Top of DATASET EXTRACT
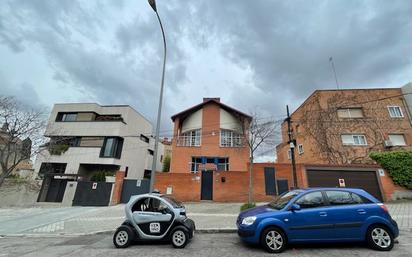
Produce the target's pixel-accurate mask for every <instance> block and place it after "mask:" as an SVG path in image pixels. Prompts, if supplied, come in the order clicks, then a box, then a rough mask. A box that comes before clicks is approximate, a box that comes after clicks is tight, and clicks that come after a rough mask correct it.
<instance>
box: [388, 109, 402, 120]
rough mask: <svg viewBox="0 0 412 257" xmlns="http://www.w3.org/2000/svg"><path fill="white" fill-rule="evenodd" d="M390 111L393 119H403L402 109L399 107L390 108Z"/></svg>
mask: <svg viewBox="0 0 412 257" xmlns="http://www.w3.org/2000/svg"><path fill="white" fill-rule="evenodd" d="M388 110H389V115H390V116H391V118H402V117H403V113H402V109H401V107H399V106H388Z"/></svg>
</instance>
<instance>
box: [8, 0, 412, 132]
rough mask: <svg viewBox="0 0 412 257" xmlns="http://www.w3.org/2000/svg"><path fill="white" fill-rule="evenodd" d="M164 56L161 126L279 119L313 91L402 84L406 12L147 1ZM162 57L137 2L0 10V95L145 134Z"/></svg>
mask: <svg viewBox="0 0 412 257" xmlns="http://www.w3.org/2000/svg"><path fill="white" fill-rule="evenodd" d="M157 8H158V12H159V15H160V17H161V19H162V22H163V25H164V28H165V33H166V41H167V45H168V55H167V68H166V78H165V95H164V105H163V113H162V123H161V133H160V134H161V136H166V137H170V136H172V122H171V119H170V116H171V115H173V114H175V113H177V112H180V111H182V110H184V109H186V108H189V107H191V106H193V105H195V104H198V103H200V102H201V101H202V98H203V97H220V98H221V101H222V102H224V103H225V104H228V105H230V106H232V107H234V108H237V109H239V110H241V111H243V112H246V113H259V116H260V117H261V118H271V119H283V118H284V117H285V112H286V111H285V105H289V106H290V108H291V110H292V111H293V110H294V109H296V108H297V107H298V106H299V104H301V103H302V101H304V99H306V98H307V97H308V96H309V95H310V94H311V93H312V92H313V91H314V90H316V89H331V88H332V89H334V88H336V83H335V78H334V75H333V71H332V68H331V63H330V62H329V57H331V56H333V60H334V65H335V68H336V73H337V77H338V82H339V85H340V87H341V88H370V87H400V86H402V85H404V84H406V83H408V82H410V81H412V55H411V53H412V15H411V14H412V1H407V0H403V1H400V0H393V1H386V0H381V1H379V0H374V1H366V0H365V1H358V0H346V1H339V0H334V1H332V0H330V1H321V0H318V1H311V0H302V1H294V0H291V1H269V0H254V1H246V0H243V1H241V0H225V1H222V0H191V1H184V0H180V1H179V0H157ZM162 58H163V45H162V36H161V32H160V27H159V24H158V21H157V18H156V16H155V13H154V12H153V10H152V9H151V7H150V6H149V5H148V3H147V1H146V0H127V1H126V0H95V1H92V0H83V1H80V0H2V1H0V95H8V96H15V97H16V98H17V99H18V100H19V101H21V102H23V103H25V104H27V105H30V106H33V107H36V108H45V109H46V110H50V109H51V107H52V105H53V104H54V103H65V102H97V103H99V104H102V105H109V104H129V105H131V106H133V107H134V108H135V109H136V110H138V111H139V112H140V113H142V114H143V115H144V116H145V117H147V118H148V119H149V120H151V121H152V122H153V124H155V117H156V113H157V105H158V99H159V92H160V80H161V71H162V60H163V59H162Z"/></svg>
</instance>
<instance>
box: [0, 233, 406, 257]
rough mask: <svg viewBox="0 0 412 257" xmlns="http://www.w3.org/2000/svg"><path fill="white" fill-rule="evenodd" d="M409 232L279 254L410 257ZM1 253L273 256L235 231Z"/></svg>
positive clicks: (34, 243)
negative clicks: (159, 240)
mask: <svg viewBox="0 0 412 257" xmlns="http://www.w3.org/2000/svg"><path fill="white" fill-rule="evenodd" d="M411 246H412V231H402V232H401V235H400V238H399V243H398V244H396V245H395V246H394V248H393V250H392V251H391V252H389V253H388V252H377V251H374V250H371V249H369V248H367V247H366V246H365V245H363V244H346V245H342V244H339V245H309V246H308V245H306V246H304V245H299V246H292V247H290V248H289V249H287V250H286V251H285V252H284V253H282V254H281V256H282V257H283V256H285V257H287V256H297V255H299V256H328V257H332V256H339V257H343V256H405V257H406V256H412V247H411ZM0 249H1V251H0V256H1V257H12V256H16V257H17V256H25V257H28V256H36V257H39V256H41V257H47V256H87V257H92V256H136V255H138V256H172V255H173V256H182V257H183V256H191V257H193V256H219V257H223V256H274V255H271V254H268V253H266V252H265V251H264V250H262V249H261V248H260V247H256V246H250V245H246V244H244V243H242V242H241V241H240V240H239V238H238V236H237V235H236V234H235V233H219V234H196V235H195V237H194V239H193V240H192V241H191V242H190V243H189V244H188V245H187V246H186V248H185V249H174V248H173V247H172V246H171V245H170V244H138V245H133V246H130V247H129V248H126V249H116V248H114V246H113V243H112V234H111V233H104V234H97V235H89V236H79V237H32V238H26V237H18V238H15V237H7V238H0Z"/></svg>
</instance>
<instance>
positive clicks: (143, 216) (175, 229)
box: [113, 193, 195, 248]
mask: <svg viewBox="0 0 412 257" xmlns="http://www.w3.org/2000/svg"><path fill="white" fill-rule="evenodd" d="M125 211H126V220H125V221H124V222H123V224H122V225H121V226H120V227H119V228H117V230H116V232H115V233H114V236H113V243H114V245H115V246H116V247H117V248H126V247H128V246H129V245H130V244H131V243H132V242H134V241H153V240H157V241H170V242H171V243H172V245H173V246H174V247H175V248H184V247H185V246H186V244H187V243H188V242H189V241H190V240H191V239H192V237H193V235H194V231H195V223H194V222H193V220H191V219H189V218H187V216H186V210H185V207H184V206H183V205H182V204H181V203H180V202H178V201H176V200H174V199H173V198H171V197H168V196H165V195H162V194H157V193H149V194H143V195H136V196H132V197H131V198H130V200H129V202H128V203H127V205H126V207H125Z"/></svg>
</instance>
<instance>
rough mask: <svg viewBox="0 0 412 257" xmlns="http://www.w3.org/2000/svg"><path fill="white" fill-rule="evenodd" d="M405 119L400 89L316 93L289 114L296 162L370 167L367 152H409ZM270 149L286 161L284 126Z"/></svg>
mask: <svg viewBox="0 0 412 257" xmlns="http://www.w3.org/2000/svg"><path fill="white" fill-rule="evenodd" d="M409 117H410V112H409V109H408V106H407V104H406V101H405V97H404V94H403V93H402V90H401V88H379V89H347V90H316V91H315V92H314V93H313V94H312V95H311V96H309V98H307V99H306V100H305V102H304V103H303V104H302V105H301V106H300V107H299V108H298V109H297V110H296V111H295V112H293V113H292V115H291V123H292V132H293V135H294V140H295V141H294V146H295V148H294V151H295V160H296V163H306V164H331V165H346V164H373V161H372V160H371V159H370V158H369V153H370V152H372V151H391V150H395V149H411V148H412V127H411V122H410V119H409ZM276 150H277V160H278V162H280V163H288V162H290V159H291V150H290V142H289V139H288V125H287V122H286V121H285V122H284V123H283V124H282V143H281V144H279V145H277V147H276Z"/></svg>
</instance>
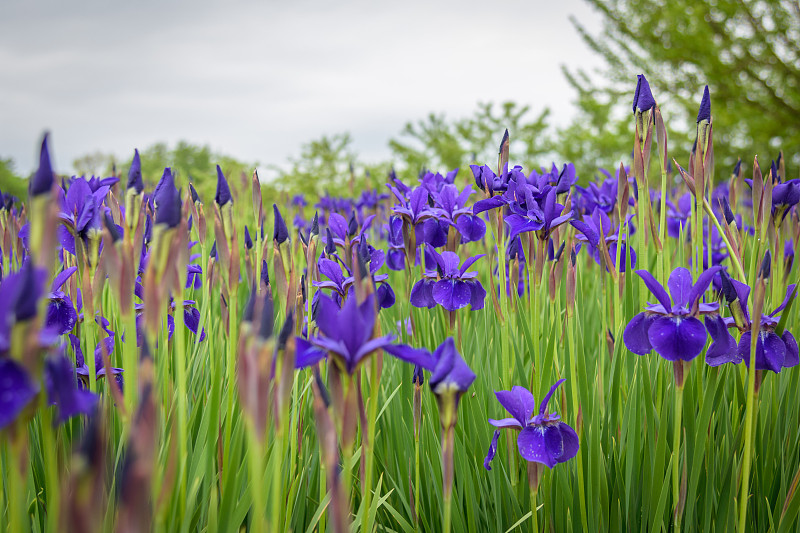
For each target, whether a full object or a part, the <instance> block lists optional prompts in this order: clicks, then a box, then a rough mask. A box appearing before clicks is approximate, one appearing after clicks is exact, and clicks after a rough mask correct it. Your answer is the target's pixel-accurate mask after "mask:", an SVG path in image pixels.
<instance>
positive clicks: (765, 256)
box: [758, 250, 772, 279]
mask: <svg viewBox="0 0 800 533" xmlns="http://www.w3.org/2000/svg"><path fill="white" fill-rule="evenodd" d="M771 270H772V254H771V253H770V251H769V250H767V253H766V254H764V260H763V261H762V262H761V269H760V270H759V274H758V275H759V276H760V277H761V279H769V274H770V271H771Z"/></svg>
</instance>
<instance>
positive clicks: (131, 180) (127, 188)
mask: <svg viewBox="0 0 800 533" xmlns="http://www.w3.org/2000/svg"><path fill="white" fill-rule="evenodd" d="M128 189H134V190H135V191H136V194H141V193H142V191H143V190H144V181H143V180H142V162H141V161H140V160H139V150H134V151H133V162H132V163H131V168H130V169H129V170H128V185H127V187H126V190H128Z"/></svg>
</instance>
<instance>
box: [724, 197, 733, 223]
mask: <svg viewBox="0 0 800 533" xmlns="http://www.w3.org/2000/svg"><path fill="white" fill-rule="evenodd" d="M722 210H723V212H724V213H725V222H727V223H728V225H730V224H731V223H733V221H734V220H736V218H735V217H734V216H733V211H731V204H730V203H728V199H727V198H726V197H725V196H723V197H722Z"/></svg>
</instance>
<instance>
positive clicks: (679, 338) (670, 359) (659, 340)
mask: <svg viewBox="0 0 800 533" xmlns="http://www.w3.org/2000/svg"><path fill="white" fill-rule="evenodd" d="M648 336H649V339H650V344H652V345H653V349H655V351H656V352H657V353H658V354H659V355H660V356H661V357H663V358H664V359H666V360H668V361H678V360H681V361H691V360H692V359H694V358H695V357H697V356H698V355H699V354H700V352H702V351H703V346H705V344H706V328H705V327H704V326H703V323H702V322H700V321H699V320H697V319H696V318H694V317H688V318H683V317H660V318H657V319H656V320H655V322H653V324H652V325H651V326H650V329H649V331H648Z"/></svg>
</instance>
Bottom of DATASET EXTRACT
→ TASK ITEM:
Extract every line from the records above that contains the string "before", treating uppercase and lowercase letters as distinct.

→ ANSWER TO THIS EXERCISE:
Produce the target's pixel-accurate mask for every <instance> block and place it after "mask:" as an SVG path in image pixels. Prompts, if supplied, come in the order clicks, then a box, then a rough mask. A box that comes before clicks is approximate, a box that comes after clicks is tight, and clicks that come after a rough mask correct it.
For each target, whether a full object or a part, the <instance> block lists optional prompts in this order: clicks, then a box, then a rough mask. A box appearing before clicks is approximate, one appearing after clicks is exact, and clicks after a rough mask correct it. Your answer is the target's pixel-accurate mask after "mask:", an SVG path in image pixels.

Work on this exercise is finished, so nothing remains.